→ Exercise details:
Below are the records. Restate word for word every line from the one that contains "TARGET = mown grass" through the final line, both included.

→ Point labeling examples:
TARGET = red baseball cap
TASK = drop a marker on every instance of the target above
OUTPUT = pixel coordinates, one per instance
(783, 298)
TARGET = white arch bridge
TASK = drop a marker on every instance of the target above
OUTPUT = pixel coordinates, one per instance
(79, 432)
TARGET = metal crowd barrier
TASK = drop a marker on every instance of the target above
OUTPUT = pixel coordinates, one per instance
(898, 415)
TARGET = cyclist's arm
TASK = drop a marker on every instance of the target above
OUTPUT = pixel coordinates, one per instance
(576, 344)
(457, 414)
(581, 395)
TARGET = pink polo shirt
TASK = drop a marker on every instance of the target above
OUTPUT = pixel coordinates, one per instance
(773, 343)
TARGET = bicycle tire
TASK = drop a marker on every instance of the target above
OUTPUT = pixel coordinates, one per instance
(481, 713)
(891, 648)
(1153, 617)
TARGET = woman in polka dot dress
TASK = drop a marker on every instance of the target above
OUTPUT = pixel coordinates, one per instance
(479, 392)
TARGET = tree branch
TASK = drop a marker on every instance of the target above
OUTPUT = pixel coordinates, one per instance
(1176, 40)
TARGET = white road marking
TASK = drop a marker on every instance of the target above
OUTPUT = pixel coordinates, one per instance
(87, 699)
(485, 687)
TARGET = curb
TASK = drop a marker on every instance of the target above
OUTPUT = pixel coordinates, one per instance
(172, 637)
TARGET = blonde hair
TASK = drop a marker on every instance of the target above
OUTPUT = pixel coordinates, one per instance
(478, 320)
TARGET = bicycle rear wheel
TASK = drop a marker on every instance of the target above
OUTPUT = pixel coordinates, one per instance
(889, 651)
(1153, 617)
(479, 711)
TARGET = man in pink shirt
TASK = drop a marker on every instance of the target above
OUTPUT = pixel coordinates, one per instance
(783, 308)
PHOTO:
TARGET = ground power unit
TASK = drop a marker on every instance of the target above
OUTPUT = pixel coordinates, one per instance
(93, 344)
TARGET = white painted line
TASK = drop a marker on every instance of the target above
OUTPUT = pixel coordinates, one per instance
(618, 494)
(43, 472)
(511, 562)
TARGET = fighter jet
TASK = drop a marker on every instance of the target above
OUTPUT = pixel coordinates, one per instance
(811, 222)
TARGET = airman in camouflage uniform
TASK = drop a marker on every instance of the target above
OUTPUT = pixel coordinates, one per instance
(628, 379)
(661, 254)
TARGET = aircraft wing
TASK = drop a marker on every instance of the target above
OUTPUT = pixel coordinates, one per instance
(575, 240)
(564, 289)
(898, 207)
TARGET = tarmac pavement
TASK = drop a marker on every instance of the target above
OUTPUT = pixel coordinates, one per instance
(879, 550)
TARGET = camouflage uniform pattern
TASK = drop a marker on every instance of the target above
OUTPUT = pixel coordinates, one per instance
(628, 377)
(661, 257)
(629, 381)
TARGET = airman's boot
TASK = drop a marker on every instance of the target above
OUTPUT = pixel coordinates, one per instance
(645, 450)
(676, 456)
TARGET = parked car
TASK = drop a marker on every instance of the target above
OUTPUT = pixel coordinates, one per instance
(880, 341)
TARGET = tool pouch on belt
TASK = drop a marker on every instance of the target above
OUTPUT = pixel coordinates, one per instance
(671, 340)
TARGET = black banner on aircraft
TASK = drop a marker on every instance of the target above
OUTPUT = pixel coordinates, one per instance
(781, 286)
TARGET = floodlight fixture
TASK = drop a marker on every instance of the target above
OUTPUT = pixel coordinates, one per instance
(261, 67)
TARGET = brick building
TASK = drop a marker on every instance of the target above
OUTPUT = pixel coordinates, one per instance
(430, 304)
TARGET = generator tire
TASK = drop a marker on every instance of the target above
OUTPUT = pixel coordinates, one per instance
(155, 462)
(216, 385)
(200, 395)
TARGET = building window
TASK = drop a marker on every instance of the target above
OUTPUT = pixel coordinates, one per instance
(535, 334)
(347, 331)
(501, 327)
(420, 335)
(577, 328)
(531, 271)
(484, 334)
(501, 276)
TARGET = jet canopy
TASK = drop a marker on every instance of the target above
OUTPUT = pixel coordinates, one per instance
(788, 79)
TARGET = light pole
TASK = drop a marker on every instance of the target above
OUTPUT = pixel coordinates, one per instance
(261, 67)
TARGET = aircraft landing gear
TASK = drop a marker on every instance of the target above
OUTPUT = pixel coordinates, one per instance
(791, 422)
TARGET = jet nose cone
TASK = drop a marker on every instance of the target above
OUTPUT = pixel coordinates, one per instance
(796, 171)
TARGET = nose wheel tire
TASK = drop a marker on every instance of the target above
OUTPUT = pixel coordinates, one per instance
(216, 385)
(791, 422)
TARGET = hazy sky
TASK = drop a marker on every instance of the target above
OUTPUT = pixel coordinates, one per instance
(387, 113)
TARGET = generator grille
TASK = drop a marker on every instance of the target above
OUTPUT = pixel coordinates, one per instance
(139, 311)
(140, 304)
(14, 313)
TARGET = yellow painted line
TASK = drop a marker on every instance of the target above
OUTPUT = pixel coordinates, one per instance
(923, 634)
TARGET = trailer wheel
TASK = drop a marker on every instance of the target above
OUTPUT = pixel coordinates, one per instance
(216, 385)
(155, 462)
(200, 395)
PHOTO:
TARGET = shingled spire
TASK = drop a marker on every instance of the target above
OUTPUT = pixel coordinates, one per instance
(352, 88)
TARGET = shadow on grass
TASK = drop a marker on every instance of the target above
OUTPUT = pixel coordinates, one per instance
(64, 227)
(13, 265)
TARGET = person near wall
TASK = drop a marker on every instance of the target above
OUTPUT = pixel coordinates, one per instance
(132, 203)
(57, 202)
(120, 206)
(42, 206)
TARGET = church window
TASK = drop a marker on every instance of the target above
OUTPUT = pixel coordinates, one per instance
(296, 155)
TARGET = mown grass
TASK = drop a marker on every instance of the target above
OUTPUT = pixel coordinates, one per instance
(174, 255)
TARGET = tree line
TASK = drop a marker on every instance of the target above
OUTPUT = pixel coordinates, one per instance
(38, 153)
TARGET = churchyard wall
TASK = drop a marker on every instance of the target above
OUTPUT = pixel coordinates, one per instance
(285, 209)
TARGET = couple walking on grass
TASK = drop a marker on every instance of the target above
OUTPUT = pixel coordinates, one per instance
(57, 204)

→ Result for this task:
TARGET = mown grass
TASK = drop a marker on every instance of the target above
OUTPUT = pixel coordinates, one per instance
(174, 255)
TARGET = tree line
TASK = drop a marker on every instance of the target above
OUTPUT = pixel coordinates, one per instance
(38, 153)
TARGET = churchyard wall
TASK = drop a marker on every instance of the target above
OUTPUT = pixel coordinates, one per instance
(285, 209)
TARGET = couple walking on grass
TASK = drop a marker on every instance of the target above
OUTPUT = pixel coordinates, one per instance
(57, 204)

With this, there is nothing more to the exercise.